Your objective. Working from the entries that follow, retype each one without any alteration.

** Opening Data to process block **

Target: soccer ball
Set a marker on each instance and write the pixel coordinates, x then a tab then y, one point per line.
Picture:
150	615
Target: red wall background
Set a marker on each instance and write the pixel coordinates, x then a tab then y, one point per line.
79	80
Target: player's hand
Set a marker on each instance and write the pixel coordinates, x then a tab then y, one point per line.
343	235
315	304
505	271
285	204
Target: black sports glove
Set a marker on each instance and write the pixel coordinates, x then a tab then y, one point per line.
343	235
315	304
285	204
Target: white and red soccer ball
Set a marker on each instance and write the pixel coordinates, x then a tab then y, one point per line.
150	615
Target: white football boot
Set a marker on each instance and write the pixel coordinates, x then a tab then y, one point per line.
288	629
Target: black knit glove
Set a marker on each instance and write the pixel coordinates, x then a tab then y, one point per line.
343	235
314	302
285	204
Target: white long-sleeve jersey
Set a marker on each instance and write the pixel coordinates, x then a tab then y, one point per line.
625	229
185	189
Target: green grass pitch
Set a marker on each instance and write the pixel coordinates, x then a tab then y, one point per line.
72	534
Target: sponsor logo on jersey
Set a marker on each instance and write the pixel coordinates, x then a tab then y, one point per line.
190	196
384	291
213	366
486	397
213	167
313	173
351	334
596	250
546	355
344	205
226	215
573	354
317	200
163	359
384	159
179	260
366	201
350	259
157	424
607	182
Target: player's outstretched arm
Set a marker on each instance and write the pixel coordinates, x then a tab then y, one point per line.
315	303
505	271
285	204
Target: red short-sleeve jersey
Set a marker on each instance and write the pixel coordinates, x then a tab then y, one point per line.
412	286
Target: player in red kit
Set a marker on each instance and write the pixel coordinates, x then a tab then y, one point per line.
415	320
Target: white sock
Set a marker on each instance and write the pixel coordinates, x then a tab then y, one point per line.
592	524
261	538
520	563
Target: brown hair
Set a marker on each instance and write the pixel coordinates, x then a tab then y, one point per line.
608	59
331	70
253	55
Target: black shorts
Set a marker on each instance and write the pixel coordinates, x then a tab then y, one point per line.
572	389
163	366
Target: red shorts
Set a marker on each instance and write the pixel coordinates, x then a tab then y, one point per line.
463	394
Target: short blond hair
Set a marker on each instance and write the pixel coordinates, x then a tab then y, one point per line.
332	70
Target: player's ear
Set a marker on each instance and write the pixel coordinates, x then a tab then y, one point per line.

** Closing Data to process block **

Output of the exercise.
Target: soccer ball
Set a marker on each instance and write the pixel coordinates, x then a tab then y, one point per line.
Picture:
150	615
Target: red wall background
Set a marker on each instance and write the pixel coordinates, x then a tab then y, one point per line.
79	80
Target: player's hand
Set a marker on each instance and write the pixel coordinates, x then a tab then y, one point per line.
343	235
315	304
505	271
285	204
Target: black sports glove
Set a marker on each instance and write the pixel coordinates, x then a tab then y, one point per line.
343	235
315	304
285	204
Target: white and red soccer ball
Set a marker on each instance and write the pixel coordinates, x then a tab then y, one point per line.
150	615
Target: white football boot
Set a marker on each instance and write the pixel coordinates, x then a tab then y, one point per line.
288	629
Target: black knit glove
Set a marker on each instance and write the pixel coordinates, x then a tab then y, one point per line.
343	235
314	302
285	204
Target: white long-sleeve jersey
Set a marker on each instance and write the pixel coordinates, x then a tab then y, one point per line.
625	229
185	189
Target: green grass pitch
Set a marker on each instance and write the pixel coordinates, x then a tab then y, one point per line.
72	534
Target: sponsor logo on jersey
Set a marker on each instance and write the pixel coordinates, x then a tab then y, one point per line.
190	196
384	291
213	366
486	397
213	167
313	173
351	334
596	250
546	355
344	205
226	215
573	354
317	200
163	359
384	159
179	260
366	201
350	259
157	424
607	182
Target: player's outstretched arm
Set a marker on each instance and write the pixel coordinates, x then a tab then y, one point per line.
315	303
505	271
285	204
Target: red short-sleeve jersey
Set a marker on each instance and write the pixel coordinates, x then a tab then y, one point per line.
412	286
Target: player in red kit
Set a marker on each instance and write the pixel coordinates, x then a tab then y, one point per line.
415	320
Target: white sock
Set a marker on each instance and write the pixel coordinates, x then a tab then y, one point per line.
592	524
261	538
520	563
Target: brown hair
Set a marker on each instance and write the pixel coordinates, x then a tab then y, one point per line.
608	59
331	70
253	55
Target: black shorts
Set a marker on each instance and write the pixel coordinates, x then a tab then y, one point per line.
572	389
163	366
Target: red shorts
Set a marker on each instance and write the pixel coordinates, x then a tab then y, one point per line.
463	394
Target: short blond hair
Set a marker on each instance and write the pixel coordinates, x then a tab then y, one point per line.
332	70
Target: player's ear
Set a marker on each instance and write the pixel coordinates, x then a tab then y, one point per line.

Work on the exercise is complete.